Nasdaq Europe will be going live with a new equity derivatives platform in the first quarter of this year after achieving records in its listings and trading businesses across the Nordic and Baltic regions in 2021.

Bjørn Sibbern, Nasdaq

Bjørn Sibbern, president of European markets at Nasdaq, told Markets Media: “We want to be the leading exchange in Europe for both listings, trading and technology. This year we will go live with a new equity derivatives platform in the first quarter.”

In November last year Nasdaq announced a multi-year partnership with AWS to migrate its North American markets to the cloud provider in a phased approach, starting with Nasdaq MRX, a US options market. Nasdaq will use a new edge computing solution that is co-designed with AWS specifically for market infrastructure.

“The AWS partnership will start with Nasdaq’s US markets which makes total sense from a customer and regulatory point of view,” added Sibbern. “We will obviously look at the European offerings in phase two.”

Nasdaq reported that volumes in most of its equity markets in Sweden, Denmark, Finland, Iceland and the Baltics grew in 2021. Share trading increased 7.1% to a daily average of just under €4bn ($4.5bn) across all markets.

Sibbern said: “We have had a vision for some years to be the best performing exchange in Europe and in 2021 we had a super strong market share in trading.”

He believes the increased interest in equity trading from the retail community is here to stay and that it is part of the exchange’s  job to educate the many new retail investors together with the banks and brokers.

Nasdaq’s European markets had 219 new equity listings in 2021, including 174 initial public offerings, which raised a total of €13.4bn.

“We were the biggest EU exchange for both the number of listings and capital raised,” Sibbern added. “We are super happy with the mix between SMEs and listings such as Volvo Cars, one of the biggest in Europe last year.”

Volvo Cars raised €2.1bn in the third largest listing in Europe in 2021.

Nasdaq Europe wants to be the leading exchange in Europe for small and medium-sized enterprises. The Nasdaq First North Growth Market has more than 500 companies listed and more than 100 have moved from First North to the main market in Stockholm.

“The companies grow from Sweden into Europe, then into the world, or they grow from Finland into Europe and retail investors get the opportunity to invest and be a part of the growth journey,” Sibbern said. “Democratizing investments is a very important part of what we do”

+ + + +

→ Goal 1: Reproduce the Nasdaq article between "Nasdaq Europe wants" and "market in Stockholm.", inclusive.

+ + + +

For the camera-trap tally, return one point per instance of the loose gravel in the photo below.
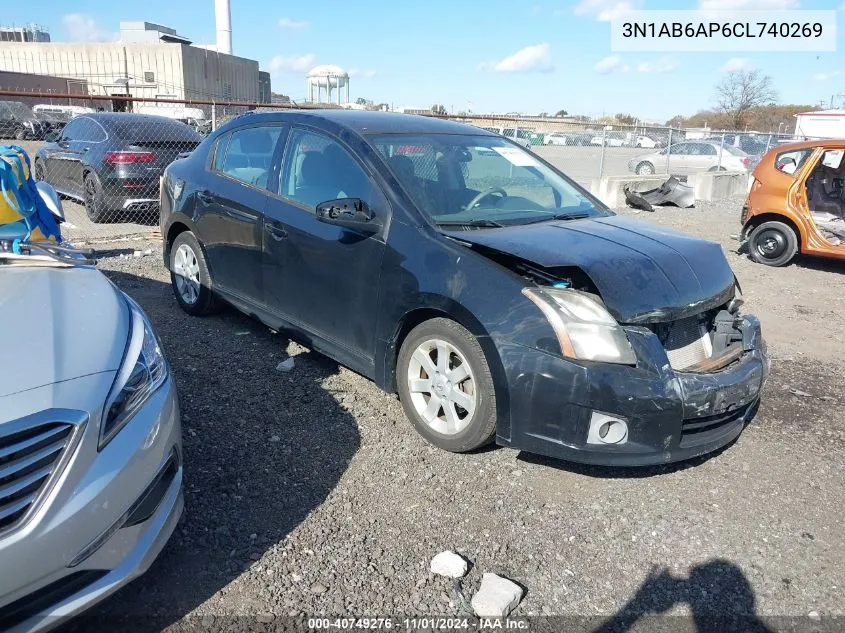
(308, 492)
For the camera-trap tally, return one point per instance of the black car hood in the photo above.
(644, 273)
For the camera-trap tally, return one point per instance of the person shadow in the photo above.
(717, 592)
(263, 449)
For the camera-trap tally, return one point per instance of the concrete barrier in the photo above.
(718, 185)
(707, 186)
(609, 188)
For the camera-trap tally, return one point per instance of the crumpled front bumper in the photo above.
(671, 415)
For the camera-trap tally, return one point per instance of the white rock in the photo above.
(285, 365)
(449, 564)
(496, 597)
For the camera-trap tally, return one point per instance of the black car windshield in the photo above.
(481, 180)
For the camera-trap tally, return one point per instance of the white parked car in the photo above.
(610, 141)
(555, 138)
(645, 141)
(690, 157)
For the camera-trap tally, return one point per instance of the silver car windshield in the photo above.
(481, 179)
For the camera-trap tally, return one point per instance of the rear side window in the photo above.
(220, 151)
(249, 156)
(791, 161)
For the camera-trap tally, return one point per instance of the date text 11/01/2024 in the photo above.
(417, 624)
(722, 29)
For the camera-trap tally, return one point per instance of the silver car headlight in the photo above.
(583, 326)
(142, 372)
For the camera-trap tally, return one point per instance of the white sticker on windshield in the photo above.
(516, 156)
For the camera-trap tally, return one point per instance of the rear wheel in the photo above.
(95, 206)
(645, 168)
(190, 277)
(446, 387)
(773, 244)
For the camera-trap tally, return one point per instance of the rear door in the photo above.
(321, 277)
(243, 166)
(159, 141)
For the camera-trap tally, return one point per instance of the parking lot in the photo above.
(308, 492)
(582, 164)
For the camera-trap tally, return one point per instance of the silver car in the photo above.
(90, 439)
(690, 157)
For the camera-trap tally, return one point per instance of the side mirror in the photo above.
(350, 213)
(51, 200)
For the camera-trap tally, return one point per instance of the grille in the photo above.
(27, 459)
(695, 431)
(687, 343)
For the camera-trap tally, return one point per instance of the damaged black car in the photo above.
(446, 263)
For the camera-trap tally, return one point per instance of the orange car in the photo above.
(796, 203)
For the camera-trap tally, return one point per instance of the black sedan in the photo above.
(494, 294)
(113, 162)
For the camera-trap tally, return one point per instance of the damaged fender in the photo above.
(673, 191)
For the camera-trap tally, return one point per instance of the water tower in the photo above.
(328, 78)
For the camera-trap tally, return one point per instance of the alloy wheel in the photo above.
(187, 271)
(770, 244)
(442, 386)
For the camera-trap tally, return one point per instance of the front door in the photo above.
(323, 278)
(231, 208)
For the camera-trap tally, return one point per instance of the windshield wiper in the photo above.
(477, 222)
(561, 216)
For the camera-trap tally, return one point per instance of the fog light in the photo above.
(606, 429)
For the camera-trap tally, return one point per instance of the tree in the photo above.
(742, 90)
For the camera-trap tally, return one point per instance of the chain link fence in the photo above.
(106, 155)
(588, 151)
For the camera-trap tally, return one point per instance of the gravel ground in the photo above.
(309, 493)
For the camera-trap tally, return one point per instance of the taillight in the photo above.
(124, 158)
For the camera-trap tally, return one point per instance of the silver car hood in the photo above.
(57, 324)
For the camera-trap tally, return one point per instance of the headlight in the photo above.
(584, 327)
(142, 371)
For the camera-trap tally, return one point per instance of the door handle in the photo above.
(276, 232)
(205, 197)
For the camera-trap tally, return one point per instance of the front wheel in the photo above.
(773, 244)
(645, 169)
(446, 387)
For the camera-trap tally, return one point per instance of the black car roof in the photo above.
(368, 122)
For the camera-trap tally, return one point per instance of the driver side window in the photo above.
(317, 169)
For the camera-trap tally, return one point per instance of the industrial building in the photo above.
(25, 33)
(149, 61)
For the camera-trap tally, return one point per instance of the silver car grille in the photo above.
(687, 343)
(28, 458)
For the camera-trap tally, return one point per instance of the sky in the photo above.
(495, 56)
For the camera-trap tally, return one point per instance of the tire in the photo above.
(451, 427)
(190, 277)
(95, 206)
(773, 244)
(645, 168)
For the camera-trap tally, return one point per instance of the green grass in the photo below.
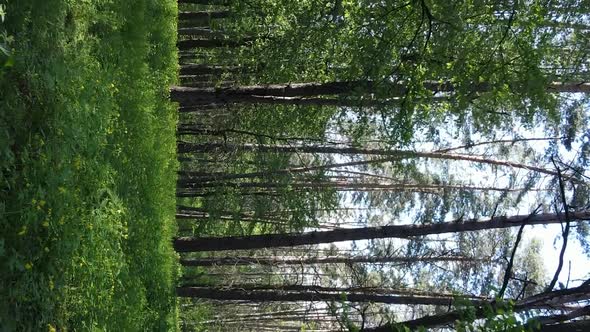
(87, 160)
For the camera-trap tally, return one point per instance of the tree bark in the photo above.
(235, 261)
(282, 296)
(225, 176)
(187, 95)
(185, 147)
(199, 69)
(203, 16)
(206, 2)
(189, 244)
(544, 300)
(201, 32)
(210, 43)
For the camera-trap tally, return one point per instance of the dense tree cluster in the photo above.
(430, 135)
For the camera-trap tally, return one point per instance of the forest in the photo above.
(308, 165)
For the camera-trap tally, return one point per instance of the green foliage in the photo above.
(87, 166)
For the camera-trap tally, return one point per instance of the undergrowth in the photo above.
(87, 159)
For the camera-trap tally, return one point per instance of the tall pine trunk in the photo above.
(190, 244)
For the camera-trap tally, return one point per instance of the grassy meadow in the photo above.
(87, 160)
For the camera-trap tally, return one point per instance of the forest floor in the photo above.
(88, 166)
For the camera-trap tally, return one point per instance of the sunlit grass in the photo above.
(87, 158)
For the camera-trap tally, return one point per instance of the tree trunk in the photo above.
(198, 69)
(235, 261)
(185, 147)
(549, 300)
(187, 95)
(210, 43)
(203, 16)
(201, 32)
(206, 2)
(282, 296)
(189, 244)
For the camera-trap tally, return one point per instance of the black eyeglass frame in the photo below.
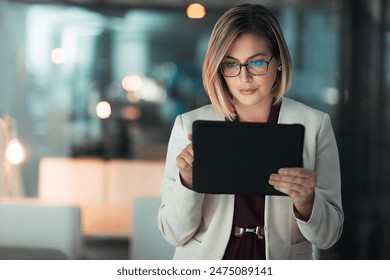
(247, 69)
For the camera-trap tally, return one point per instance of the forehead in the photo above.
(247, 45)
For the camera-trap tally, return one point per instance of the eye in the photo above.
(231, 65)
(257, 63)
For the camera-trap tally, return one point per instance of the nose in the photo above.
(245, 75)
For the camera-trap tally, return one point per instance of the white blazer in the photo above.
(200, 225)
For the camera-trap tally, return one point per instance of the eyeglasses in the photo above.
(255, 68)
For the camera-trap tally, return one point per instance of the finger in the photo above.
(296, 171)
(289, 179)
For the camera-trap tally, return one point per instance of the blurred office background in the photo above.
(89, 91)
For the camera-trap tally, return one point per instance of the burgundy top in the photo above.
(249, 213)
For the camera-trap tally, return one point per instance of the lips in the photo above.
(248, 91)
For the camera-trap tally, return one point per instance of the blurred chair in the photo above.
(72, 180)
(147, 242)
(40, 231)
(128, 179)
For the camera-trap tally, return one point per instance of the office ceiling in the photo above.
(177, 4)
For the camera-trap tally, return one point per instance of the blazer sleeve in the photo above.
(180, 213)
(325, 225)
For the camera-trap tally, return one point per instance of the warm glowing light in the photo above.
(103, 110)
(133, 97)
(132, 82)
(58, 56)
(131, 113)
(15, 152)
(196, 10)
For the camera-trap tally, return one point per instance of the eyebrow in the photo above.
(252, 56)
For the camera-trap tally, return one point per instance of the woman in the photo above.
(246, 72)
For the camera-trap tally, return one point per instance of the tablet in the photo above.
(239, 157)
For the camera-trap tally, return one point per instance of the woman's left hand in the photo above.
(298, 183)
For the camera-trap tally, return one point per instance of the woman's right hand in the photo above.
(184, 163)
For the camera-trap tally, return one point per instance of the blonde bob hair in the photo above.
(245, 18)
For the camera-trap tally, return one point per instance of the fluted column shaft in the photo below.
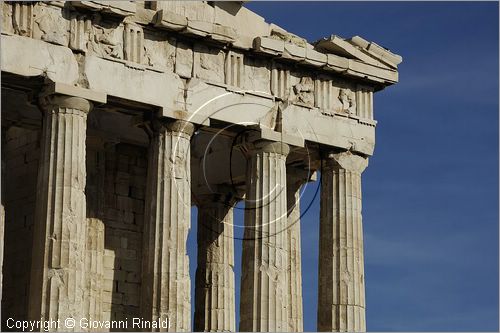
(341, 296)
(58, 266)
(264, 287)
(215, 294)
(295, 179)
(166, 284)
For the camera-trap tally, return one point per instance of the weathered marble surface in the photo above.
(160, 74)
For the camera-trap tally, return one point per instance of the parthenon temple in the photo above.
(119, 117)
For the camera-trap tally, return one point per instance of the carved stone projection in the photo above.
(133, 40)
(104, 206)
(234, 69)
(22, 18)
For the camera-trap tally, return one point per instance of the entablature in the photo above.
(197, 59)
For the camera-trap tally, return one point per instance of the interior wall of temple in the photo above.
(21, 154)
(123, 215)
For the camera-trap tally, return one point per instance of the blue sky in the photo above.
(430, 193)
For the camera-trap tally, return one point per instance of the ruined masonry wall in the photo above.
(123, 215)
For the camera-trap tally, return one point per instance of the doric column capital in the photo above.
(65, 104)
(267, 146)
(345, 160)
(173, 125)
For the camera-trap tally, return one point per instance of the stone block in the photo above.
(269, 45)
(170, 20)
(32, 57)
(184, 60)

+ + + +

→ Goal 2: Rewrite the entries from the line containing "projection in the photo above." through the last of the entries, inclusive, with "blue sky" replaced by "clear sky" and nothing else changed.

→ Exercise output 1:
Nasdaq Europe wants to be the leading exchange in Europe for small and medium-sized enterprises. The Nasdaq First North Growth Market has more than 500 companies listed and more than 100 have moved from First North to the main market in Stockholm.

→ Exercise output 2:
For the camera-trap tally, return one point per instance of the carved stone projection in the photo above.
(133, 40)
(104, 206)
(234, 69)
(22, 18)
For the camera-trap tally, return one point per instance of the entablature in the photo above.
(197, 59)
For the camera-trap tally, return one point per instance of the interior wall of temple in the photo above.
(21, 154)
(123, 215)
For the camera-trap tally, return one point per instance of the clear sky in the photo above.
(430, 193)
For the camera-trap tally, return one point per instance of the ruined masonry wall in the photo above.
(123, 215)
For the camera-trap tally, return one point per instance of the doric column capital in the photo above.
(65, 104)
(267, 146)
(345, 160)
(173, 125)
For the camera-trap tally, return one point per instance of the stone block in the photo above.
(269, 45)
(170, 20)
(32, 57)
(184, 60)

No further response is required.